Switch "umbrella canopy" to "sunshade canopy" in the records below, changing nothing else, and give back only the lines that begin at the line containing "the umbrella canopy" and stop after the line containing "82, 171, 158]]".

* START *

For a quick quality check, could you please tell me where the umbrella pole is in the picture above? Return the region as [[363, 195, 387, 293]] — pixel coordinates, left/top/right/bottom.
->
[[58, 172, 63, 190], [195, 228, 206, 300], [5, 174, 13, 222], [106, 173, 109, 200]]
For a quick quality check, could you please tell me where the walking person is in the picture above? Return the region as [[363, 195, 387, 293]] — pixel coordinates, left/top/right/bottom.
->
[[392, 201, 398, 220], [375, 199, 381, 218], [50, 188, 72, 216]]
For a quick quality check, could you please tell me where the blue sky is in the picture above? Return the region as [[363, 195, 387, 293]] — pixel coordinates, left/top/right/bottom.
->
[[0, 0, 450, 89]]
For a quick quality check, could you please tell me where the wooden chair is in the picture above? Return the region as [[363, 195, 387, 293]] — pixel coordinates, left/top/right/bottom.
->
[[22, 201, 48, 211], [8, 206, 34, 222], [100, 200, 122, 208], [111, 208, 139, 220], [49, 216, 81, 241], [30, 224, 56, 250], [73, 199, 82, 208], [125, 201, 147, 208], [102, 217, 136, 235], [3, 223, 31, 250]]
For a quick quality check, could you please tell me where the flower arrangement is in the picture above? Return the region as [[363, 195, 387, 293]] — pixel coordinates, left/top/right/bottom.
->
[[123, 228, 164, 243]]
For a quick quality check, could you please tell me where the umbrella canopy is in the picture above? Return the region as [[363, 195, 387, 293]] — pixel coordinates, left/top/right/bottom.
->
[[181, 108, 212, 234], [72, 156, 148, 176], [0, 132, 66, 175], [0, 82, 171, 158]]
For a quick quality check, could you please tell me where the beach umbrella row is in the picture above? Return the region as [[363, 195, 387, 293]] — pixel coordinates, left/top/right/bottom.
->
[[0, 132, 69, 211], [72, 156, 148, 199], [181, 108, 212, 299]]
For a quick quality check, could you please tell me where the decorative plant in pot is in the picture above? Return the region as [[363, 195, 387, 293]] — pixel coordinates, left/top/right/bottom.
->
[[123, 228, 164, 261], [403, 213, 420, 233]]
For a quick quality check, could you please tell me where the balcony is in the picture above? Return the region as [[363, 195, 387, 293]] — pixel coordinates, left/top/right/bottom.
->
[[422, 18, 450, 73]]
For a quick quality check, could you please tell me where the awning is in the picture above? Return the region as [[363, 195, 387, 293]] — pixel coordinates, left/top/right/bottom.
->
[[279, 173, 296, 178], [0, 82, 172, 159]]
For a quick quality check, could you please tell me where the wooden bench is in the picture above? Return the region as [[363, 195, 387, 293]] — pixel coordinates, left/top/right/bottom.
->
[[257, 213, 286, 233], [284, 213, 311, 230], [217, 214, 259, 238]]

* END *

Written solution:
For a quick quality check, could you please tell me where the sunshade canopy is in the picture above? Return the region as [[363, 195, 387, 293]] — pixel coordinates, left/top/right/bottom.
->
[[181, 108, 212, 234], [72, 156, 148, 176], [0, 132, 66, 175], [0, 82, 171, 158]]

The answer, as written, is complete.